▶ Task statement: Copy the records verbatim from the first line up to and including the line that contains "[[4, 0, 612, 407], [8, 0, 612, 168]]".
### Data rows
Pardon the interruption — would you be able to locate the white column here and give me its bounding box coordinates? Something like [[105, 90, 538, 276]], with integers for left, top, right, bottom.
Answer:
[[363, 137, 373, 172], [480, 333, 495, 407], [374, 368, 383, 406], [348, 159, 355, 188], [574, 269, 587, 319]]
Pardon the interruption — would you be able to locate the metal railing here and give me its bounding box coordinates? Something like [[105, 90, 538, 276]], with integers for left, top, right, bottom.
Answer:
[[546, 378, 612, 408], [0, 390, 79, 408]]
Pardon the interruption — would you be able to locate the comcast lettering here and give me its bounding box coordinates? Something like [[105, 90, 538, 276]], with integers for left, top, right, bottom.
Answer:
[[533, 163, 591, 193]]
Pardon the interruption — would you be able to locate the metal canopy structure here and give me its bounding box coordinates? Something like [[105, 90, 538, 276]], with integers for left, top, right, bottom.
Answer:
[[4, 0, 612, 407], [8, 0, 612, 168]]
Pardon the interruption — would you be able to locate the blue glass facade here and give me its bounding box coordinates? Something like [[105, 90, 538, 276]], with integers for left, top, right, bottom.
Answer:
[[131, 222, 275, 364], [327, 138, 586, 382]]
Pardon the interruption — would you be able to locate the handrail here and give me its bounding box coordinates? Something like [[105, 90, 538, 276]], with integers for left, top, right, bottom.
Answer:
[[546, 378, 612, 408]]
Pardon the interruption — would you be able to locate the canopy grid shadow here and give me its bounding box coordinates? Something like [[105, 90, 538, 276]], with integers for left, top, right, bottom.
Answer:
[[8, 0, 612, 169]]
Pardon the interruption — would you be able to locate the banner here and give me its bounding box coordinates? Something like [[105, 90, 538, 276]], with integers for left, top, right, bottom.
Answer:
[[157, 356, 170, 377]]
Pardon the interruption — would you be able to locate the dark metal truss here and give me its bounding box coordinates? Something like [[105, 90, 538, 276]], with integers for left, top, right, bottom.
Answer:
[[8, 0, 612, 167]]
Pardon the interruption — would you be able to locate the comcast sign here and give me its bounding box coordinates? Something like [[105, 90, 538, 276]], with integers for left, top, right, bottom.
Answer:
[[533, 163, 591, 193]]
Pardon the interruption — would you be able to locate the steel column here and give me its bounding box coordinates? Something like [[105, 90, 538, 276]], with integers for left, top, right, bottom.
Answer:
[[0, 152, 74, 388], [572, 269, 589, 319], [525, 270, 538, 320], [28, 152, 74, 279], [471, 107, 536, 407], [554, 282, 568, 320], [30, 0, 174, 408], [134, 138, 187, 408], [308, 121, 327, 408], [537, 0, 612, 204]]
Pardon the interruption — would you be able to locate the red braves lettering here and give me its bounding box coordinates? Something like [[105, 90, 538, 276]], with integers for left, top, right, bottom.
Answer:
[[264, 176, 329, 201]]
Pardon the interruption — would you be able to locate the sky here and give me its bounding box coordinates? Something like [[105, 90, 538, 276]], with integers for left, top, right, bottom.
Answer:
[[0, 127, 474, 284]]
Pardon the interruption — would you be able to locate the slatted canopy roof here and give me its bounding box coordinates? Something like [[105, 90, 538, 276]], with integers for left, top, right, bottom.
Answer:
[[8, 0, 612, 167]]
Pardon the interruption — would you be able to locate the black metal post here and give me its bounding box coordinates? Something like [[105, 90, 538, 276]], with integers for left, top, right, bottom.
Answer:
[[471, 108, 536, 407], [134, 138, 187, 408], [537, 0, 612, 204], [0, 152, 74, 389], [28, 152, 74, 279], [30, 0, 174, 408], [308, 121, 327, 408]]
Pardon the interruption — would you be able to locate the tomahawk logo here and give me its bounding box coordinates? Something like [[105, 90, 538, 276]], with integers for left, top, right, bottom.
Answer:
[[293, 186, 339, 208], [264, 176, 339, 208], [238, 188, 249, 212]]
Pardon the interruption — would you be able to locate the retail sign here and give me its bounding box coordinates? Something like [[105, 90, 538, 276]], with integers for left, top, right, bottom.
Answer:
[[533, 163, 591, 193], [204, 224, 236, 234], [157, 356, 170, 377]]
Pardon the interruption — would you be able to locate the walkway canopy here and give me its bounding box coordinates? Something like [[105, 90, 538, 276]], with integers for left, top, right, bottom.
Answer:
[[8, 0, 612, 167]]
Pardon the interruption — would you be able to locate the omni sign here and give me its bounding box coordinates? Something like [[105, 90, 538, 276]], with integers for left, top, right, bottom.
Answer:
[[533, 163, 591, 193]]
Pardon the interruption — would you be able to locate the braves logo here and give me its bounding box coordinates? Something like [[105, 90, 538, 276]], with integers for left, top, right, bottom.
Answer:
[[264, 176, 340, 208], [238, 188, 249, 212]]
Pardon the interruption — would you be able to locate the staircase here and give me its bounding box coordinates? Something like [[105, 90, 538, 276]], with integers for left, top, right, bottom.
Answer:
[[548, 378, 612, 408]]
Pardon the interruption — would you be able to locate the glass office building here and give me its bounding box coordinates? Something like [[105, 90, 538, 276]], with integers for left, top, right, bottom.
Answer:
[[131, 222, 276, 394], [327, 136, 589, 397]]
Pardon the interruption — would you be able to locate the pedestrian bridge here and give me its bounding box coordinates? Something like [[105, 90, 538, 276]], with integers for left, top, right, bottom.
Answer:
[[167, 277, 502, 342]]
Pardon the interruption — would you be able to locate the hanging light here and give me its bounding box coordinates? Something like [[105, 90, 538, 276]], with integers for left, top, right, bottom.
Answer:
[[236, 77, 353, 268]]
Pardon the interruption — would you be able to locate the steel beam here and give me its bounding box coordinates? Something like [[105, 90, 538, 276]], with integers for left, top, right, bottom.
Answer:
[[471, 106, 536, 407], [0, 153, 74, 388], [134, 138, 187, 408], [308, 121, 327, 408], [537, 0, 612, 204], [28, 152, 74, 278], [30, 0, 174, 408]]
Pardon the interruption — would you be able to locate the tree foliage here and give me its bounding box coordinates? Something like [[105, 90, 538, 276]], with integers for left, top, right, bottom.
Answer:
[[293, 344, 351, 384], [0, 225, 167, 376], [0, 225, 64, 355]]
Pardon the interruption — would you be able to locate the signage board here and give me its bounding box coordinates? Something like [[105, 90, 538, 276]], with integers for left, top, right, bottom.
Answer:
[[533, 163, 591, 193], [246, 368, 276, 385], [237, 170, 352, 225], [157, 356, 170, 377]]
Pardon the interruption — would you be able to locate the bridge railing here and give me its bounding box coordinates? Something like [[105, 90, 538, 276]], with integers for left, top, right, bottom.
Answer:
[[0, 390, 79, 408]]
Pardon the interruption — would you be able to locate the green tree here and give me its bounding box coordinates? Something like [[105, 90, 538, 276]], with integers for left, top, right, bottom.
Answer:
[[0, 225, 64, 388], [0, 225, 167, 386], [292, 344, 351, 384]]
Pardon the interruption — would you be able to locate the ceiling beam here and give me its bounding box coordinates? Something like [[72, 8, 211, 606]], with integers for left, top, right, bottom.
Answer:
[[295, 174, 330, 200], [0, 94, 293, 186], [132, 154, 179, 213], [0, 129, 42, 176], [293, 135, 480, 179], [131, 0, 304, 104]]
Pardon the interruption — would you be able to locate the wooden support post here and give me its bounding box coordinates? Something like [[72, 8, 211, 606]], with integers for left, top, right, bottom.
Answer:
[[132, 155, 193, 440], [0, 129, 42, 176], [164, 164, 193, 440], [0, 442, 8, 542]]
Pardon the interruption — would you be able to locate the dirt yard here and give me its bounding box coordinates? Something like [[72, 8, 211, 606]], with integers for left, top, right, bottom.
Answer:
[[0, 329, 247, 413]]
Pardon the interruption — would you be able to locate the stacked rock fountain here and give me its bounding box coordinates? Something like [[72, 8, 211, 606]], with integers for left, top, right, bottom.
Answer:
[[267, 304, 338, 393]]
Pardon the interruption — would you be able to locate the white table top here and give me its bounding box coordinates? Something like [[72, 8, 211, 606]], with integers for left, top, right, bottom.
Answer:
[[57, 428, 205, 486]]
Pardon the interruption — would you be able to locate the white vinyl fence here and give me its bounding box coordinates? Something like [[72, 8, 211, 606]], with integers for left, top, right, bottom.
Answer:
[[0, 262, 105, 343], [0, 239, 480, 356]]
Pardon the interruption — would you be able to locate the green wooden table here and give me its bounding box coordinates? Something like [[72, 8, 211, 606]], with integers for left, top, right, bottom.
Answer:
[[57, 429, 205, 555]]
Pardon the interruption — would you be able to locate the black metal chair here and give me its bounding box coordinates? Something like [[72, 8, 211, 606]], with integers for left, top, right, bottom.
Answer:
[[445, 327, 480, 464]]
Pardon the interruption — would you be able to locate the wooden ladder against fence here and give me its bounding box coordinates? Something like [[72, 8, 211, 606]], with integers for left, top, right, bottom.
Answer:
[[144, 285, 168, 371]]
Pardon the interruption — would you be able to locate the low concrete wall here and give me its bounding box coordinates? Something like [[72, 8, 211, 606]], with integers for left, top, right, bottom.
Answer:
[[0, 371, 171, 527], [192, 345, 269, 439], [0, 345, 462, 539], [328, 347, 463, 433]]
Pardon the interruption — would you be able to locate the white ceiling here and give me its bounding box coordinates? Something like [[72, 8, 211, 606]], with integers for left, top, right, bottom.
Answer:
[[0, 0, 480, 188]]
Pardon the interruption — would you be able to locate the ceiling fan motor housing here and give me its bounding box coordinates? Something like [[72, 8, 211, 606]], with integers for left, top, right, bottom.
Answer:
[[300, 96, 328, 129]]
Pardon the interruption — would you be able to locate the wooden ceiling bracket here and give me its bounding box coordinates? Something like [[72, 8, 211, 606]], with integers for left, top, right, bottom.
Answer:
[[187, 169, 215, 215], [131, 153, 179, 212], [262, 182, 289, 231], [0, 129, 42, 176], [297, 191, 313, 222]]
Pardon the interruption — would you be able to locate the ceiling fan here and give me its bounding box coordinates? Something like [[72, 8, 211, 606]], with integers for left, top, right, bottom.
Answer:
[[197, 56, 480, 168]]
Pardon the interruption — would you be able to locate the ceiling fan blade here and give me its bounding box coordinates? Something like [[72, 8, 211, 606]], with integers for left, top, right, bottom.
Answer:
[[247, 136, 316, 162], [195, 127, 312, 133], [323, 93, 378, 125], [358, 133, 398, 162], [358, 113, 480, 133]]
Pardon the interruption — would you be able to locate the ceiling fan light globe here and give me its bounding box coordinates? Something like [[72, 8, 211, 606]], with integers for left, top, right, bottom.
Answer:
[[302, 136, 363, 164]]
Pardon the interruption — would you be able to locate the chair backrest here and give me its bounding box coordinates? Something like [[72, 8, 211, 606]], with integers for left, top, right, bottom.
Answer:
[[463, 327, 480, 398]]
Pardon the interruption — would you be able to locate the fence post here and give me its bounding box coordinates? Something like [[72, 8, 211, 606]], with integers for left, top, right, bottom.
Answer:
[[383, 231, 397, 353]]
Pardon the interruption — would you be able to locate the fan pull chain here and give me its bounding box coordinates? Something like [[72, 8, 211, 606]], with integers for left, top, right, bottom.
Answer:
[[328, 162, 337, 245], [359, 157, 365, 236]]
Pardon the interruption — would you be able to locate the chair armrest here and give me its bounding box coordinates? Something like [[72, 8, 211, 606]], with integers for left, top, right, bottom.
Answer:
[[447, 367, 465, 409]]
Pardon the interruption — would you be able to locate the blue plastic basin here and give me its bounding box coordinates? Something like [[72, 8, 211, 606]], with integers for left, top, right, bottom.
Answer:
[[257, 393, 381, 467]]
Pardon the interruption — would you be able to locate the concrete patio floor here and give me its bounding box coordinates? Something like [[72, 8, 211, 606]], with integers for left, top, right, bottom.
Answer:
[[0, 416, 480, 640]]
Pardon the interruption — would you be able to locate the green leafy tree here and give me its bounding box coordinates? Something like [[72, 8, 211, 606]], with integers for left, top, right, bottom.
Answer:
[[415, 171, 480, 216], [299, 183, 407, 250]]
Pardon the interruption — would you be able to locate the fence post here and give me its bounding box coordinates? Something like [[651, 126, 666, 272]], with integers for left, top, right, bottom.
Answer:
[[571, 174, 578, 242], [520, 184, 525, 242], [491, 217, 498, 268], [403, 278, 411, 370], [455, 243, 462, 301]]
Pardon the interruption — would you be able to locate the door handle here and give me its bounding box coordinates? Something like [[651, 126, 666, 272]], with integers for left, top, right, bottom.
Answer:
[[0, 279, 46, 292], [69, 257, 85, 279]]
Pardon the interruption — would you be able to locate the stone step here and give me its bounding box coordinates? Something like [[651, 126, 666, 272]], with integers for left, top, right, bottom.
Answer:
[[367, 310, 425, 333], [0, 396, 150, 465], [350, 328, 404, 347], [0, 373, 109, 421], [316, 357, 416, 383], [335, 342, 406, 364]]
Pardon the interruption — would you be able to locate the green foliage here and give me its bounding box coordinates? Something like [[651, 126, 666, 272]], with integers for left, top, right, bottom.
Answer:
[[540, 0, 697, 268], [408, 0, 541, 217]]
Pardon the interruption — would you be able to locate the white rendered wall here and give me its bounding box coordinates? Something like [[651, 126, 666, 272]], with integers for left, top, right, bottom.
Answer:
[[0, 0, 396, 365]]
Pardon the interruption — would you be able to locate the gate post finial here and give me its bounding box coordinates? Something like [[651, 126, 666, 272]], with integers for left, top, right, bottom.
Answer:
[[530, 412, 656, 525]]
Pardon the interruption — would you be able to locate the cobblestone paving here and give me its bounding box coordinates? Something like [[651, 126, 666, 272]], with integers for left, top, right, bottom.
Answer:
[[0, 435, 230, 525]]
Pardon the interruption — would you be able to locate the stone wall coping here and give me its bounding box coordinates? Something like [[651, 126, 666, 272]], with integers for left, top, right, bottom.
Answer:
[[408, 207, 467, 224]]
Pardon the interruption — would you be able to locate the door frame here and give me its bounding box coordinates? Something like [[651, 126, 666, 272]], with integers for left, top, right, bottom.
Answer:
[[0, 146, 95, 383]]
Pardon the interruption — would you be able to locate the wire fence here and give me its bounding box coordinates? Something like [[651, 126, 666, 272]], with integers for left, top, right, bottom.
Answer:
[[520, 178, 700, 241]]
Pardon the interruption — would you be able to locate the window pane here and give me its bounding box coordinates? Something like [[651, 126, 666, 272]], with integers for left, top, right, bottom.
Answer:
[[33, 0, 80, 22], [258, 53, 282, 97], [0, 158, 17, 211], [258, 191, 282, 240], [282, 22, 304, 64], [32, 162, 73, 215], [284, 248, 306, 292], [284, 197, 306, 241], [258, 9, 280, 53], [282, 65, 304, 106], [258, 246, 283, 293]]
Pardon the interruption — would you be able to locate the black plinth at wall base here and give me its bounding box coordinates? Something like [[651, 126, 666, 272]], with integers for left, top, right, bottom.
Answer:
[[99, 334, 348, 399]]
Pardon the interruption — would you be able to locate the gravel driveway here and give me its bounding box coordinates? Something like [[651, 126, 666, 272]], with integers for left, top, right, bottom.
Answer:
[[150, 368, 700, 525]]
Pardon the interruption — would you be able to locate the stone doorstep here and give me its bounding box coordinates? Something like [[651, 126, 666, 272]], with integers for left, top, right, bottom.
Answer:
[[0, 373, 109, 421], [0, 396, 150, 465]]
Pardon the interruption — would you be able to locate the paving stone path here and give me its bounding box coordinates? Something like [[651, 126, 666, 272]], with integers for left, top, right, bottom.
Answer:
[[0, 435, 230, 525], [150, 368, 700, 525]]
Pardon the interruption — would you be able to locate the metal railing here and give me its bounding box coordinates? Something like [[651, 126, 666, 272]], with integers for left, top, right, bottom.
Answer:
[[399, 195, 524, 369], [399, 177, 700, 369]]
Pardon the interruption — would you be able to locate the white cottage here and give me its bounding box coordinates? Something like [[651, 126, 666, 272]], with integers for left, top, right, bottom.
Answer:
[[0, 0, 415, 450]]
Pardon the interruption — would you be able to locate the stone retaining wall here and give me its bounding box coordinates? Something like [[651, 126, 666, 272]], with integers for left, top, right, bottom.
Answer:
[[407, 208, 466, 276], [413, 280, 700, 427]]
######
▶ Answer in full:
Pardon the interruption — would you be able to locate the white column here and give me its bounding box coordinates? Something like [[105, 90, 538, 276]], with integers for left, top, right, bottom.
Answer:
[[363, 137, 373, 172], [480, 333, 495, 407], [374, 368, 383, 406], [348, 159, 355, 188], [574, 269, 587, 319]]
Pardon the interruption — would you be able to locate the metal railing here and give me its bounding box coordinates? Something like [[105, 90, 538, 276]], with integers for left, top, right, bottom.
Answer:
[[546, 378, 612, 408], [0, 390, 79, 408]]
Pardon the interruption — would you be able to locate the comcast lettering here and give me its bounding box coordinates? Something like [[105, 90, 538, 276]], with integers for left, top, right, bottom.
Answer:
[[533, 163, 591, 193]]
Pardon the interruption — would you be able to locate the metal canopy structure here and give me its bounding box coordinates? Something like [[105, 90, 538, 276]], with integers for left, top, right, bottom.
Answer:
[[4, 0, 612, 407], [8, 0, 612, 168]]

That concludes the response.